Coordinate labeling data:
* Start *
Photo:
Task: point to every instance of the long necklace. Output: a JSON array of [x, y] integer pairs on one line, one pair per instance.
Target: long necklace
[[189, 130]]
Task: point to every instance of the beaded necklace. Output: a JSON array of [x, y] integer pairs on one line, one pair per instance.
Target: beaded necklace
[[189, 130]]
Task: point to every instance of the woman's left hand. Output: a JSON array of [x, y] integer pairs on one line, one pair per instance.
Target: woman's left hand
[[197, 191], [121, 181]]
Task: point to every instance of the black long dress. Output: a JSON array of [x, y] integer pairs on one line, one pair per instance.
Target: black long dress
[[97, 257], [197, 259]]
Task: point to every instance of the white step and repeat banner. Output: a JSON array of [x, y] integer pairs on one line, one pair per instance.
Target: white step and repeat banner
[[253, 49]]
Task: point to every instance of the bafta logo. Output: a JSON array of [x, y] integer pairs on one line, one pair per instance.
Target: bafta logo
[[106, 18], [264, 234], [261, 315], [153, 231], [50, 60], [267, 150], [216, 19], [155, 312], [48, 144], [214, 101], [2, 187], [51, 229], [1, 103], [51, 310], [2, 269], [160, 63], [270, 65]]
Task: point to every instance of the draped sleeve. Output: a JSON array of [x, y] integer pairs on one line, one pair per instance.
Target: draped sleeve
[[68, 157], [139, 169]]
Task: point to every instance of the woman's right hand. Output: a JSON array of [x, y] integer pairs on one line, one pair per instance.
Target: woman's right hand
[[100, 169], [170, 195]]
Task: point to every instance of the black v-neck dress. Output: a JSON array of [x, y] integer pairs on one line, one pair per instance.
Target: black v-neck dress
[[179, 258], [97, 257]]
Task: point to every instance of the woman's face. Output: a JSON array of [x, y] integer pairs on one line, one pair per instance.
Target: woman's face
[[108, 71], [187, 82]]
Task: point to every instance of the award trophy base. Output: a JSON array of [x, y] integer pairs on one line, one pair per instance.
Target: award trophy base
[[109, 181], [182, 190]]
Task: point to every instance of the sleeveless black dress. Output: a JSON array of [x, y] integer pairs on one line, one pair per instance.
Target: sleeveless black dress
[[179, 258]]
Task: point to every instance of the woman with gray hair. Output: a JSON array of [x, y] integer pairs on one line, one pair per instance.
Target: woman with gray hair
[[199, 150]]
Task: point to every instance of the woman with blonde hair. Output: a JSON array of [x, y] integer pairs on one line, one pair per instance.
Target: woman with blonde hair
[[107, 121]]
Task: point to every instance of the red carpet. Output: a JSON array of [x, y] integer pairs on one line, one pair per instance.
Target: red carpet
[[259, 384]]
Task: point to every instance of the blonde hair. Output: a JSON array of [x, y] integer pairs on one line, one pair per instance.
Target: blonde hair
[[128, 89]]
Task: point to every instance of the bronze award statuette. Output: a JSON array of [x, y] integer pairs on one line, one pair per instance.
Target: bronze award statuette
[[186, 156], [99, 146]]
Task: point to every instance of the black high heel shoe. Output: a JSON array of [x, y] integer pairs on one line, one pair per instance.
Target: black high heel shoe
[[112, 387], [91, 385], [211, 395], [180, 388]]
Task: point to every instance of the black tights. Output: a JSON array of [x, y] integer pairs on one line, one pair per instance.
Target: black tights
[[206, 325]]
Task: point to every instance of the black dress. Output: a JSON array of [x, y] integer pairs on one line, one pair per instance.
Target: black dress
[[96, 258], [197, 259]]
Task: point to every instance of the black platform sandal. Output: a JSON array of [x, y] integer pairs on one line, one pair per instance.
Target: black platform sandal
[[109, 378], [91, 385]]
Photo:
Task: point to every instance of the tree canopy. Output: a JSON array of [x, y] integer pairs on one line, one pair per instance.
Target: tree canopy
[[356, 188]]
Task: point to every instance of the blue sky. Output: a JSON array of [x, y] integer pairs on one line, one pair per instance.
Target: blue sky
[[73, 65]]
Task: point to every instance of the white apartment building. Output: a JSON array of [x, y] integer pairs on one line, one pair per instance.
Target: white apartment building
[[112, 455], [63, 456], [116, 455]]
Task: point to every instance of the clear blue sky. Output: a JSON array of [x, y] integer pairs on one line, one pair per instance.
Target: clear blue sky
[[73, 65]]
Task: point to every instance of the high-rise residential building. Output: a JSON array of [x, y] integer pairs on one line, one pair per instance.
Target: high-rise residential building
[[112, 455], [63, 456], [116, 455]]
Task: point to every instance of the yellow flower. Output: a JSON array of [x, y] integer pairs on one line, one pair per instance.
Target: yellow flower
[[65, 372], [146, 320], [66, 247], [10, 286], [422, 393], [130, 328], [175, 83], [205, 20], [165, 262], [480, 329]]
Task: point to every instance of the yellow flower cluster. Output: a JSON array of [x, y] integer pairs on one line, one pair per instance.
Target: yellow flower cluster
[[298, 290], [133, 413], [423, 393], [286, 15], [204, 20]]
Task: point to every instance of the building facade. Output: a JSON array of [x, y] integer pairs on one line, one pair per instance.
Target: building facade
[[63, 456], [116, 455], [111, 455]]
* End *
TASK PROMPT. Please return every one of the records above, unchanged and word for word.

WRITTEN ANSWER.
Photo:
Task: point to every instance of the long necklace. Output: a JSON array of [x, y] integer pairs on one line, one pair per instance.
Target: long necklace
[[189, 130]]
Task: point to every instance of the beaded necklace. Output: a JSON array of [x, y] integer pairs on one line, one pair per instance.
Target: beaded necklace
[[189, 130]]
Task: point to every instance of the woman's left hand. Output: a JSON array of [x, y] integer pairs on one line, one pair per instance.
Target: woman's left hand
[[197, 191], [121, 181]]
Task: point to every instance of the black long dress. Output: a JSON array of [x, y] integer pairs on one line, one pair per instance.
Target: black long dress
[[97, 257], [197, 259]]
Task: point to every instance of the white step and repeat banner. Output: a JSON array of [x, y] integer pairs on one line, one pair per instance.
Target: white step and repeat banner
[[253, 49]]
Task: point to every instance of the bafta logo. Output: a JSON array of [x, y] integer pairs on one line, one pair per instance.
Target: bafta logo
[[106, 18], [264, 234], [261, 315], [153, 231], [50, 60], [267, 150], [216, 19], [155, 312], [48, 144], [214, 101], [2, 187], [51, 229], [1, 103], [51, 310], [2, 269], [160, 63], [270, 65]]
Task: point to every instance of the draped sleeve. Output: a JSON array of [x, y] integer pairs on one line, one pair per instance.
Target: draped sleeve
[[68, 157], [139, 169]]
Task: point to every instance of the woman's right hand. Output: a JSON array of [x, y] integer pairs on one line, one pair per instance.
Target: woman's right hand
[[100, 169], [170, 195]]
Task: point to every instance of the black v-neck dress. Output: a JSON array of [x, y] integer pairs on one line, one pair per instance.
Target: black v-neck dress
[[179, 258], [97, 257]]
Task: point to every instance of the woman's face. Output: a JSON array of [x, y] integer pairs on one line, one pair per instance.
Target: woman's face
[[108, 71], [187, 82]]
Task: point to every instance of the award trophy base. Output: a JSON array of [x, y] integer pairs on one line, one pair per instance.
Target: award trophy base
[[109, 181], [182, 190]]
Task: point to every instance of the sleeveless black dress. Output: a JSON array of [x, y] integer pairs on one line, one pair per instance.
Target: sleeveless black dress
[[179, 258]]
Task: point to every instance of the woman with gray hair. Output: a JSON array of [x, y] integer pairs on one line, one pair per instance.
Target: woman with gray hair
[[199, 150]]
Task: point to every instance of the woman with blonde hair. Output: a JSON array of [x, y] integer pairs on one line, one pair per instance.
Target: woman with blonde hair
[[107, 121]]
Task: point to every instance of the red carpet. Output: a JSON array of [x, y] integer pairs on one line, one pair per instance.
Target: red carpet
[[259, 384]]
Task: point to every instance of the blonde hair. Output: a JSON array of [x, y] integer pairs on one line, one pair per instance.
Target: blonde hair
[[128, 89]]
Task: point to every instance of the bronze award statuette. Output: a JSON array of [x, y] integer pairs on one line, one pair per instance.
Target: bronze award statuette
[[186, 156], [99, 146]]
Task: point to every instance of the black high heel shoe. Output: a JSON array of [x, y] integer pairs on one line, one pair per instance.
Target: black high heel shoe
[[112, 387], [91, 385], [211, 395], [180, 388]]
Task: point to every instance of the black tights. Output: a JSON array of [x, y] integer pairs on one line, one pair per instance.
Target: black tights
[[206, 325]]
Task: point to every instance of the black dress. Output: a JSON array of [x, y] integer pairs on one line, one pair per instance.
Target: black dress
[[96, 258], [197, 259]]
Task: point to every instance of the black platform sandal. Output: a JSON array of [x, y] integer pairs on one line, one pair per instance.
Target: black platform sandal
[[109, 378], [91, 385]]
Photo:
Task: point to every instance of the tree canopy. Output: a JSON array of [x, y] integer pairs on one line, one pair per instance.
Target: tree canopy
[[356, 188]]
Task: point to every instance of the blue sky. Output: a JSON array of [x, y] integer pairs on one line, one pair per instance.
Target: blue sky
[[73, 65]]
Task: point to every instance of the white apartment building. Output: a JSON array of [x, y] integer pairs on one line, one pair per instance.
Target: white apartment building
[[112, 455], [63, 456], [116, 455]]
Task: point to every instance of the clear blue sky. Output: a JSON array of [x, y] integer pairs on one line, one pair per instance.
Target: clear blue sky
[[73, 65]]
Task: point to every instance of the high-rise residential building. Output: a JSON array of [x, y] integer pairs on one line, one pair per instance.
Target: high-rise residential building
[[112, 455], [63, 456], [116, 455]]
Task: point to every instance of the yellow flower. Output: a JSON array of [x, y] integer pairs on one line, one pair per instance.
Target: yellow flower
[[65, 372], [146, 320], [66, 247], [10, 286], [422, 393], [130, 328], [175, 83], [205, 20], [165, 262], [480, 329]]
Task: point to every instance of the yellow flower cluster. Output: a JSON array of [x, y] integer pairs on one line, one pair per instance.
Target: yellow flower cluster
[[298, 290], [133, 413], [423, 393], [286, 15], [204, 20]]
Task: point to every instance of the building facade. Output: a JSON array of [x, y] integer pairs on one line, one pair per instance.
Target: building facade
[[63, 456], [116, 455], [111, 455]]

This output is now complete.